* START Text to read *

The Chief Minister’s recent remarks, including the statement that “whoever can, should make Miya suffer”, have been seized upon by opposition leaders, activists and public intellectuals across the country. Social media platforms have been flooded with condemnation, with senior Congress leader SupriyaShrinate remarking that “if abusing someone were a competition, falling lower than this would be difficult for anyone.”
Human rights activist Harsh Mander went further, calling the remarks “a brazen call for economic apartheid” and “unlawful and unconstitutional hate speech unbecoming of a person holding a high constitutional post.” Journalist Abhisar Sharma described the episode as proof that “only a BJP Chief Minister can get away with any amount of communal hate and filth.”
Several critics have questioned institutional silence. Arfa Khanum Sherwani asked pointedly whether “the Supreme Court is actually functioning,” while lawyer Prashant Bhushan said that “spewing hatred on communal lines is a serious offence” and that the Chief Minister “would be in jail if the rule of law was being implemented.”
Yet, away from national outrage and social media fury, the political temperature inside Assam remains noticeably cooler and actually, ordinary people are least bothered as ‘Miyas’ are an integral part of Assam’s workforce ecosystem.

* END Text to read *
* START Information supplied *

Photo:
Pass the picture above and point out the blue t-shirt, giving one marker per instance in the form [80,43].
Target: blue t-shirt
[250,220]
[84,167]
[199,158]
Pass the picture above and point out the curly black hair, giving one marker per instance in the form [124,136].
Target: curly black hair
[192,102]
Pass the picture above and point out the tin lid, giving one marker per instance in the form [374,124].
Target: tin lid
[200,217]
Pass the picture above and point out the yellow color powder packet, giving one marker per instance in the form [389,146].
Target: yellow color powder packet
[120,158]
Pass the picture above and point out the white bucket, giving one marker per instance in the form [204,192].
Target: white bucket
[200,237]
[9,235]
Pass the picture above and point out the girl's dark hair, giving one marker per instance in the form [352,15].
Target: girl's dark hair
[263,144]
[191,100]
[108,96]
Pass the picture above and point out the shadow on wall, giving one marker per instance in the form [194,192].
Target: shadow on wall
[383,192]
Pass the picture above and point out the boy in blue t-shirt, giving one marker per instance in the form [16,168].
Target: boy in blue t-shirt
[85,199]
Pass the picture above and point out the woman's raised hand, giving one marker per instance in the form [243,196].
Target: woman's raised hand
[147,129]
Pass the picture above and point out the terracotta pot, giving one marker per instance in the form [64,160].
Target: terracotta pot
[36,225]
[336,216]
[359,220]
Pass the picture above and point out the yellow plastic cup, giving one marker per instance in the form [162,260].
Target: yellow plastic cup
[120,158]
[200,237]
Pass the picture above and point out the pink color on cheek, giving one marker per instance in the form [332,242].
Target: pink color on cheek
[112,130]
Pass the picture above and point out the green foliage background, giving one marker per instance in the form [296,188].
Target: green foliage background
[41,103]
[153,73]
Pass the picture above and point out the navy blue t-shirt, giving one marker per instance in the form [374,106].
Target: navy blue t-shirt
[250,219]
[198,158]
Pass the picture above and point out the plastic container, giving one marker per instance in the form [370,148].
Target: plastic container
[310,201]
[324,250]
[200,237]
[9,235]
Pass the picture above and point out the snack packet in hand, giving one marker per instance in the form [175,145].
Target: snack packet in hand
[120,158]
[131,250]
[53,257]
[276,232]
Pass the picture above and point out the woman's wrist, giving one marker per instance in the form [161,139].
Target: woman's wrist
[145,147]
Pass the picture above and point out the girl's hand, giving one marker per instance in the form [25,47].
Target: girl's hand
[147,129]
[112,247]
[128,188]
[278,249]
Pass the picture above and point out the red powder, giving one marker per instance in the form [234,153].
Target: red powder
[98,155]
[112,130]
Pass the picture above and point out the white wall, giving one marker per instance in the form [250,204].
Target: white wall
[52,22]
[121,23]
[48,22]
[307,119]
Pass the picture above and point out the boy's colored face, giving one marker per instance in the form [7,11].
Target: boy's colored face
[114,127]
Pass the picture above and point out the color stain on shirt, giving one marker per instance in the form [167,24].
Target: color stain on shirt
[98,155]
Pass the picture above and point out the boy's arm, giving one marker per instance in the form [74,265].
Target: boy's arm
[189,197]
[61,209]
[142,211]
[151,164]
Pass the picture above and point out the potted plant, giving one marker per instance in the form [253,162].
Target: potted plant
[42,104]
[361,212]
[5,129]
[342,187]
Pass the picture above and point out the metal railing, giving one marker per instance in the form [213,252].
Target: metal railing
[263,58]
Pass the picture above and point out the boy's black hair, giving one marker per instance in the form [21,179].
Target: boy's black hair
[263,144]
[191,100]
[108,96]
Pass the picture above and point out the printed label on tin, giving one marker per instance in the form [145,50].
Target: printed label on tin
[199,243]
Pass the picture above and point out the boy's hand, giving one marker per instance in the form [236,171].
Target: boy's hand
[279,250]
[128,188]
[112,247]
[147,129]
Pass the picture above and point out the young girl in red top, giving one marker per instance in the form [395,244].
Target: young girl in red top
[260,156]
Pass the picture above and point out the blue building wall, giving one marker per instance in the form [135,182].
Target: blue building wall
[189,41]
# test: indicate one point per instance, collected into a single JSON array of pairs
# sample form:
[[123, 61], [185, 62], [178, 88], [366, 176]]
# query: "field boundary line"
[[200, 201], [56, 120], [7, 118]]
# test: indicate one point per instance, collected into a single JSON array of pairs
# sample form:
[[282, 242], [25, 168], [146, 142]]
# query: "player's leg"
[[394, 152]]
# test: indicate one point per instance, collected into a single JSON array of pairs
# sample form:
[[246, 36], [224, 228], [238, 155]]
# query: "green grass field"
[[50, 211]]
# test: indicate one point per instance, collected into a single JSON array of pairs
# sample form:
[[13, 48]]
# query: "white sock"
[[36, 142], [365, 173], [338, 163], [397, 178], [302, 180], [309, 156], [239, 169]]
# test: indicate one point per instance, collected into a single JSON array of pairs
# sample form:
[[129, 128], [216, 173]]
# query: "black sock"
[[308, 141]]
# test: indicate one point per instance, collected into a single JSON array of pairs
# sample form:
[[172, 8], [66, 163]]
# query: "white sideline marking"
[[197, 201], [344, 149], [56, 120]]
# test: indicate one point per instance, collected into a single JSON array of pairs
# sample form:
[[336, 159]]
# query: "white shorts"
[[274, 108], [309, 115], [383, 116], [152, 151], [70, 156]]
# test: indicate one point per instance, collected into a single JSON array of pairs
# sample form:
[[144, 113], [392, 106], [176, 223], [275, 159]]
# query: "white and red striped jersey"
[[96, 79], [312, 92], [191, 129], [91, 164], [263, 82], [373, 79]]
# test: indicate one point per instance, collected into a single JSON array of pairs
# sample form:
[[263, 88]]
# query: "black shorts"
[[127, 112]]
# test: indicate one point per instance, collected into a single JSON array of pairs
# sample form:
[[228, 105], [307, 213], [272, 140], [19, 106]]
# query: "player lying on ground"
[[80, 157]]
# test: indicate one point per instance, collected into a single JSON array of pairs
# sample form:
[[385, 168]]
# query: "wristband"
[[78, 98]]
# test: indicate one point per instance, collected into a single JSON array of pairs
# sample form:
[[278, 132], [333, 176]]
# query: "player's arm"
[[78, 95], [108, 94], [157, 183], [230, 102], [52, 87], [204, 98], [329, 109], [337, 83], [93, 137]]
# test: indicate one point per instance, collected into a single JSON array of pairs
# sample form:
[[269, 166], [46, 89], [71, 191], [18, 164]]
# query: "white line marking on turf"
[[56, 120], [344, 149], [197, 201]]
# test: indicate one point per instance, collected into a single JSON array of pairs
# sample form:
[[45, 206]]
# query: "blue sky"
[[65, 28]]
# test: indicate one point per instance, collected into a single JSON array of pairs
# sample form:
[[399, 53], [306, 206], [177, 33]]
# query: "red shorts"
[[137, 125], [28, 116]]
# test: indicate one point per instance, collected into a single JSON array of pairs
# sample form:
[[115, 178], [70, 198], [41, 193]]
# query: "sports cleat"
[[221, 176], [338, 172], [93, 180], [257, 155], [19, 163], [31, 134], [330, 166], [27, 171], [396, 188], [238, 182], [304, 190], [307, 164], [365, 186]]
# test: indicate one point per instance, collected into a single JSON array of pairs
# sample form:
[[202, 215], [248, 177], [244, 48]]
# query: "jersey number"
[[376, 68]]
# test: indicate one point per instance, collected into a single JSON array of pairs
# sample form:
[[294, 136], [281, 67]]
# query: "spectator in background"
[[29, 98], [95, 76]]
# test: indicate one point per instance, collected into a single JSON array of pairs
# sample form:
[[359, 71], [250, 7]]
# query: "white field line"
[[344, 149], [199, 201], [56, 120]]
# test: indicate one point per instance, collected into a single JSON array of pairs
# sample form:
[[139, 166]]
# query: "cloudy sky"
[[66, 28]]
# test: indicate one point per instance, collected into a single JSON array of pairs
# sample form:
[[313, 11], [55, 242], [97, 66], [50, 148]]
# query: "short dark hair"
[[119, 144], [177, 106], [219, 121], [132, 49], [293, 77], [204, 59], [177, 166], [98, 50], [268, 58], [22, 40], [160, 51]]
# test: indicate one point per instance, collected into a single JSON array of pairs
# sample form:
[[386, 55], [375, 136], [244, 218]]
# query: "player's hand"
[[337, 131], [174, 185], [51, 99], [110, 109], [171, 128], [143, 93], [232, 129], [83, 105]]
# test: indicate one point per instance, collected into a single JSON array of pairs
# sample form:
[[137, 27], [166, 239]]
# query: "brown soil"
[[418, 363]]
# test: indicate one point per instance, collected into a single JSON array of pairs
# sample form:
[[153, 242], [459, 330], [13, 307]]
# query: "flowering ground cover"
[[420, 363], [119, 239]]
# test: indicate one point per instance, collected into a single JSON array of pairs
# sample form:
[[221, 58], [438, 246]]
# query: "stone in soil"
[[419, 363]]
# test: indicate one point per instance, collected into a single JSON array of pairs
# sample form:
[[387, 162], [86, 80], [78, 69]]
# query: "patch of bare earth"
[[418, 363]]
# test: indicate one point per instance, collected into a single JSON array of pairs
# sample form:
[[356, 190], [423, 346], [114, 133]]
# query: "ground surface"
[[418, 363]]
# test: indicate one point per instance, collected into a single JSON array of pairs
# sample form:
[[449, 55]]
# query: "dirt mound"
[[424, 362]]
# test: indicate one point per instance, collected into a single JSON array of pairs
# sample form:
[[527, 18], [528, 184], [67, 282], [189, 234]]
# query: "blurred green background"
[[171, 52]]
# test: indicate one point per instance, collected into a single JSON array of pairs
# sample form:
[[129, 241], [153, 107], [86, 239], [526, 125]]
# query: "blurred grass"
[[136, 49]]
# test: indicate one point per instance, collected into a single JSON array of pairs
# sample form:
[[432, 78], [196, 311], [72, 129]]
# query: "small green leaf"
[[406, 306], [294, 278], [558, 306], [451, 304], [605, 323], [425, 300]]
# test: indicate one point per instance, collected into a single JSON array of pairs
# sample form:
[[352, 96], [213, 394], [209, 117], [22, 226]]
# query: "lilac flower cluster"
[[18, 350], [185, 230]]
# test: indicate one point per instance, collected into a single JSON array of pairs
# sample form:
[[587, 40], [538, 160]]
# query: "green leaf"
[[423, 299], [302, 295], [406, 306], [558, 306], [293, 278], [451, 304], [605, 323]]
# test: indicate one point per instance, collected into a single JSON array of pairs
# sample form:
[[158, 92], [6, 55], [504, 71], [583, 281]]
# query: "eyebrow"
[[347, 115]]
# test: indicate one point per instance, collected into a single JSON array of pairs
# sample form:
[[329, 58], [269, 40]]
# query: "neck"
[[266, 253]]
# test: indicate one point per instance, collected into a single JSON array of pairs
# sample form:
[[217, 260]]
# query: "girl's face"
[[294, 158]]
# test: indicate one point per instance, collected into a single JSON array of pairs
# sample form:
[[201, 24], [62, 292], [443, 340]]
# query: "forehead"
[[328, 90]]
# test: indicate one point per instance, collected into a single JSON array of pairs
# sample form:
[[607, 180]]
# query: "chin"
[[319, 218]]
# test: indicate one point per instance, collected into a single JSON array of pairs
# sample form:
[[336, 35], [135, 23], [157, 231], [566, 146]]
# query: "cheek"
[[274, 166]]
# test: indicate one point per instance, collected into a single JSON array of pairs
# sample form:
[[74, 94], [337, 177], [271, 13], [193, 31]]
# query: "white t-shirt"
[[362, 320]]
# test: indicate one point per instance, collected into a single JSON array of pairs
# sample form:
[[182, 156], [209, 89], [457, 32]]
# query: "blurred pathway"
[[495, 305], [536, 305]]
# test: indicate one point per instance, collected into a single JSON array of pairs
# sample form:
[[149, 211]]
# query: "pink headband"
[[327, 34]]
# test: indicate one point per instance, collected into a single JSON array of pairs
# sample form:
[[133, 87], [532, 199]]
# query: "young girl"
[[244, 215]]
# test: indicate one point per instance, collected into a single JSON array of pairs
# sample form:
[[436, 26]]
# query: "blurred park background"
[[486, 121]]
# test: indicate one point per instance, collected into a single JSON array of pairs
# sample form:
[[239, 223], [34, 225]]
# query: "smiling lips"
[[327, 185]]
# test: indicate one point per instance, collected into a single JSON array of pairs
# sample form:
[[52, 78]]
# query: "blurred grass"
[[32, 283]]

* END Information supplied *

*Exercise aim:*
Return the passage of the text about reactions to the Chief Minister's remarks starting with "Yet, away from" and going on through "Assam’s workforce ecosystem.". Rely only on the text about reactions to the Chief Minister's remarks, not on the data.

*Correct result:*
Yet, away from national outrage and social media fury, the political temperature inside Assam remains noticeably cooler and actually, ordinary people are least bothered as ‘Miyas’ are an integral part of Assam’s workforce ecosystem.